■ Brief: Can you reproduce the data below verbatim, starting at the line that has "point: goalkeeper's hand" and stopping after the line that has "Query: sock"?

■ Material provided:
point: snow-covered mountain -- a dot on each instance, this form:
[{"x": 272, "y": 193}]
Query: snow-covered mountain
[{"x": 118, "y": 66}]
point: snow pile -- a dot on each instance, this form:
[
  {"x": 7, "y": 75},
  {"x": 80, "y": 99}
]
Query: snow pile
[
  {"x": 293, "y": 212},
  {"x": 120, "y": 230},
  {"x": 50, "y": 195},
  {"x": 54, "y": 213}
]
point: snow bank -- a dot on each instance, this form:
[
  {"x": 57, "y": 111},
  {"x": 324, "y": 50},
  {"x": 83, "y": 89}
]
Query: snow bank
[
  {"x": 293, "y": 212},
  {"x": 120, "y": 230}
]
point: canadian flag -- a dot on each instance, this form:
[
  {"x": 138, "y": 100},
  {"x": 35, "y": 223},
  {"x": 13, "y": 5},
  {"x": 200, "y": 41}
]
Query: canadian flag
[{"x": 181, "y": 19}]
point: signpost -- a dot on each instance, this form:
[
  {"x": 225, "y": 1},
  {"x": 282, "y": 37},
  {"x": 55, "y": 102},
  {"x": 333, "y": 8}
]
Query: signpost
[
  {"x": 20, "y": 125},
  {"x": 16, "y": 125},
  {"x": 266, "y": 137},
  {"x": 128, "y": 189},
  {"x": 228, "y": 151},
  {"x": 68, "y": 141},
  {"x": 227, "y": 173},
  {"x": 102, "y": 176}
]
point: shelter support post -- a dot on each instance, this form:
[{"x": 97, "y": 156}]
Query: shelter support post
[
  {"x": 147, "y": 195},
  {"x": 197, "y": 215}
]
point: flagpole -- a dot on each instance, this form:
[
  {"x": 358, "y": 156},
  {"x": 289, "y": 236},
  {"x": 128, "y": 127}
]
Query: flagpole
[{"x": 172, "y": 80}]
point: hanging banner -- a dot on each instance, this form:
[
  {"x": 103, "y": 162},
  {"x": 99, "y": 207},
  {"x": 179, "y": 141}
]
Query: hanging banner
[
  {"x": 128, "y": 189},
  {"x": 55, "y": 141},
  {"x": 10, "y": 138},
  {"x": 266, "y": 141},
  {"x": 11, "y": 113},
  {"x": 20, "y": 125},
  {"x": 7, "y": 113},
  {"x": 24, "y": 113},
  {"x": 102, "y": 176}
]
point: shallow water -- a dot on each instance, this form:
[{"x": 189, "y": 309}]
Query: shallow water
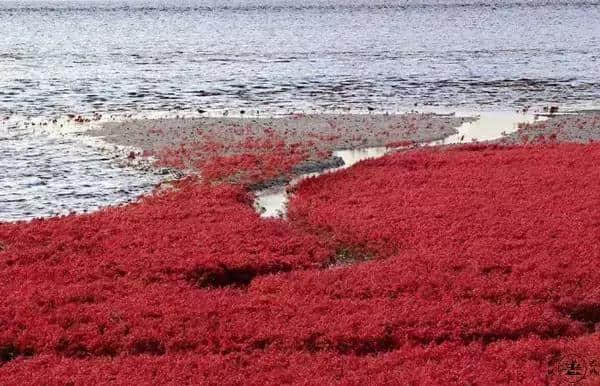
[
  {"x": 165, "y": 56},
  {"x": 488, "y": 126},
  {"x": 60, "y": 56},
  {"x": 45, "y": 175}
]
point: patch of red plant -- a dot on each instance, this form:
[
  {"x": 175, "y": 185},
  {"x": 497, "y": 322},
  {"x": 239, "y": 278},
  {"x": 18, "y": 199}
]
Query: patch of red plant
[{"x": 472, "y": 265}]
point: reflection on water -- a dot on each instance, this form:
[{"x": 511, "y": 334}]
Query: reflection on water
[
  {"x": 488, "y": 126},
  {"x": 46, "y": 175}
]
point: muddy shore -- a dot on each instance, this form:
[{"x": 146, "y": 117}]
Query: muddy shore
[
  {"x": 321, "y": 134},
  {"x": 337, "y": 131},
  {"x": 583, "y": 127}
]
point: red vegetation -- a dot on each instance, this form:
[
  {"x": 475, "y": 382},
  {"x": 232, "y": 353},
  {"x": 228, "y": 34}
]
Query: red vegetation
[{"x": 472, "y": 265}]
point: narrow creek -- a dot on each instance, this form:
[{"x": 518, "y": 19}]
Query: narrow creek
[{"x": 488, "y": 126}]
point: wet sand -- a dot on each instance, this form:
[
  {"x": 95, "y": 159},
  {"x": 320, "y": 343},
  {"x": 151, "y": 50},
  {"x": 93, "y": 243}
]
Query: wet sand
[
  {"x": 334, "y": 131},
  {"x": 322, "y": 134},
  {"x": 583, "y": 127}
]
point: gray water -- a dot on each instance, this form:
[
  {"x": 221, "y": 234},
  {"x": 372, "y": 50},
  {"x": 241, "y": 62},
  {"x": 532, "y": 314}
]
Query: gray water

--

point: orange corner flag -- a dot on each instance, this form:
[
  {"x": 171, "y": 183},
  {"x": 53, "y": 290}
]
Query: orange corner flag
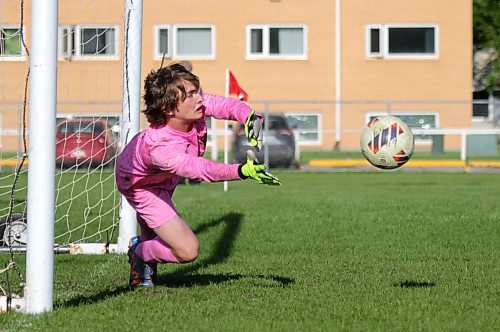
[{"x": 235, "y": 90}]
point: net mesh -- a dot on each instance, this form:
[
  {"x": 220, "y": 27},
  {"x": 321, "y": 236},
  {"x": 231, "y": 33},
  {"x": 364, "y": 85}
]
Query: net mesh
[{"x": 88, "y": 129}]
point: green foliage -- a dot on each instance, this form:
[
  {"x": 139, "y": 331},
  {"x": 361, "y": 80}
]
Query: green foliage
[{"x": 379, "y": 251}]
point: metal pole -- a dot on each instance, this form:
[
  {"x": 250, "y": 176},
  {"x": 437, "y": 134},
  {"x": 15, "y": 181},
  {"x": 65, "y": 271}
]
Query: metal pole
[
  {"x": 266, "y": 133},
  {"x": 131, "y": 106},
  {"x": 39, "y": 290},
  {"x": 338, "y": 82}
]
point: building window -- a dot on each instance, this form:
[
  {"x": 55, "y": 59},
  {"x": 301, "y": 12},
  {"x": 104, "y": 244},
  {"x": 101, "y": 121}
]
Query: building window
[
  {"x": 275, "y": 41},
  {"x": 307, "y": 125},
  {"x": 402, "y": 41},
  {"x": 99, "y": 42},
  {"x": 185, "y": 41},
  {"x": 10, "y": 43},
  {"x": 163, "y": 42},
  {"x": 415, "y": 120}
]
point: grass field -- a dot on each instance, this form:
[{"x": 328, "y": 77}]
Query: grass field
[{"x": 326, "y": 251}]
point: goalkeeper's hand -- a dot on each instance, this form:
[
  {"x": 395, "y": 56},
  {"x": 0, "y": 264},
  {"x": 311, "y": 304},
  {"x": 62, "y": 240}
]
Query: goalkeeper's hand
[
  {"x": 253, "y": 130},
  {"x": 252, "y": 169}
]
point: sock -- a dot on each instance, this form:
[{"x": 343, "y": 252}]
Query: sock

■ Full response:
point: goalkeeper's hand -- a dot on each instance, this form:
[
  {"x": 395, "y": 56},
  {"x": 0, "y": 264},
  {"x": 311, "y": 304},
  {"x": 62, "y": 240}
]
Query: goalkeeper's hand
[
  {"x": 253, "y": 130},
  {"x": 252, "y": 169}
]
point: sock -- a dot on each instance, this form:
[{"x": 343, "y": 252}]
Query: sock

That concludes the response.